Um Mitglied in dem Netzwerk zu werden, müssen Städte ein Bewerbungsverfahren durchlaufen. Nur Kommunen bis maximal 50.000 Einwohner können Cittàslow beitreten. Sie müssen zuvor nachweisen, dass sie zu den Zielen der Bewegung stehen, dass sie etwa eine innovative Umweltpolitik betreiben, regionale Produzenten stärken und das Kulturleben fördern.

Eine Studie der Fachhochschule Westküste aus Heide bescheinigte den «langsamen Städten» eine überdurchschnittliche Lebensqualität. «Knapp ein Drittel der Bevölkerung spürt seit der Mitgliedschaft in Cittàslow eine Verbesserung der Lebensbedingungen», lautete das Fazit einer Bürgerbefragung in den drei untersuchten Mitgliedsgemeinden Deidesheim, Meldorf sowie Bad Essen bei Osnabrück. Der für alle Orte als Wirtschaftsfaktor wichtige Tourismus wurde nirgendwo als störend empfunden.

In Deidesheim bemühen sich die Verantwortlichen, die Ideen der Cittàslow-Bewegung an kommende Generationen zu übertragen. Eines der jüngsten Projekte war ein Kochkurs für kleine Kinder. «Die haben sogar Wurst gemacht», berichtet Manfred Dörr. Und zum Abschluss hätten alle gewusst, wie unterschiedlich eine Pfälzer Tomate und eine holländische aus dem Supermarkt schmecken.

Cittàslow hat Mitgliedskommunen in der ganzen Welt, selbst in Ländern wie Südkorea oder der Volksrepublik China. Und die Ideen der Bewegung entwickeln sich fortlaufend weiter. So ist ausgerechnet im - alles andere als beschaulichen - türkischen Izmir das Projekt «Cittàslow Metropolis» angelaufen - mit Überlegungen, wie die Ziele der langsamen Kommunen auch in Megastädten umgesetzt werden können.

### Gesammelte Daten
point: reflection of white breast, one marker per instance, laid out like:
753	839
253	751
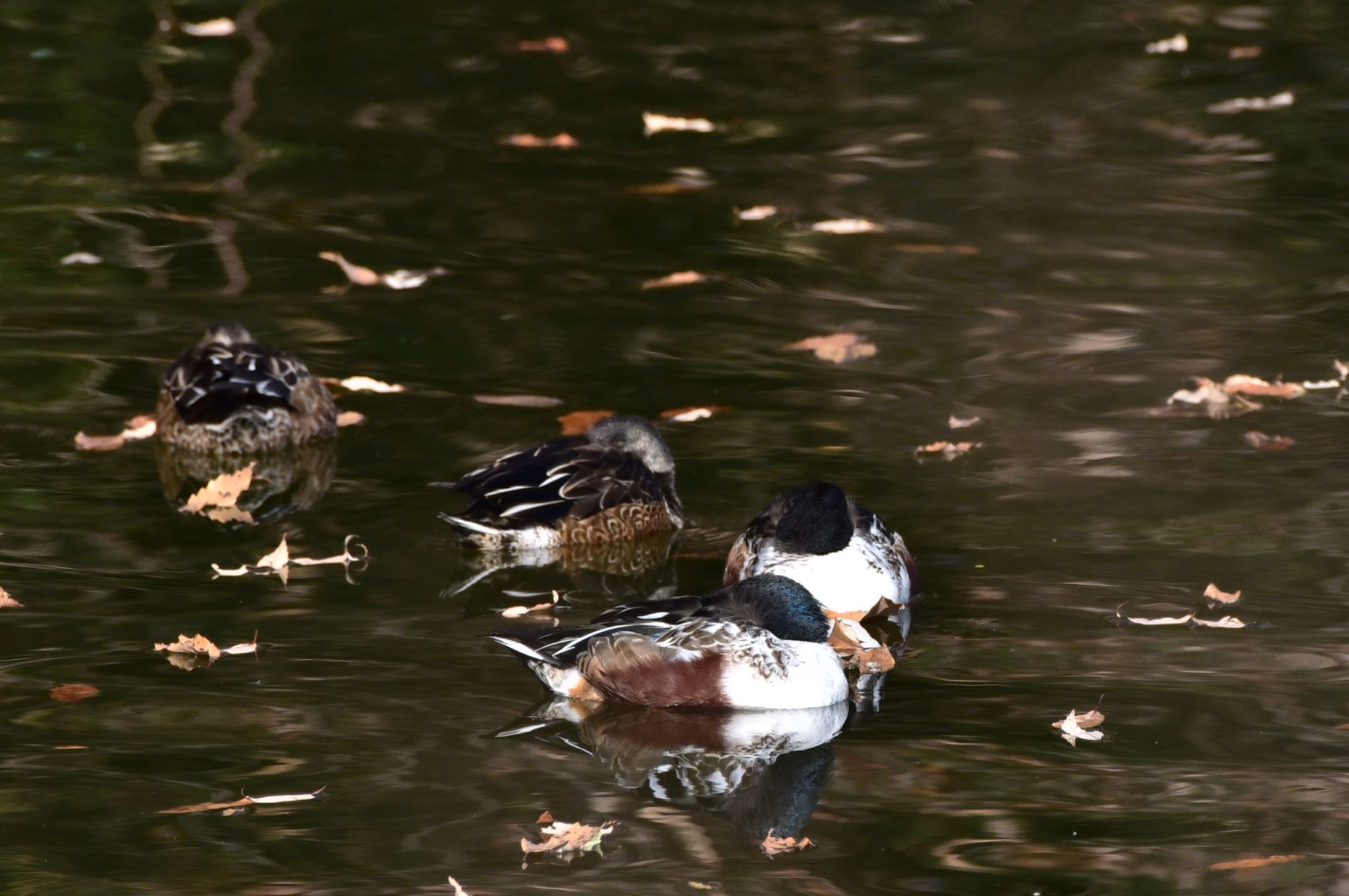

### Gestellte Aufgabe
Beantworte anhand des Textes über Cittàslow die folgenden Fragen.
(a) Wie viele Einwohner darf eine Kommune höchstens haben, um Cittàslow beitreten zu können?
(b) In welchen drei Mitgliedsgemeinden wurde die Bürgerbefragung durchgeführt?
(c) In welcher Stadt ist das Projekt «Cittàslow Metropolis» angelaufen?

### Vollständige Ausgabe
(a) Höchstens 50.000 Einwohner.
(b) In Deidesheim, Meldorf und Bad Essen bei Osnabrück.
(c) Im türkischen Izmir.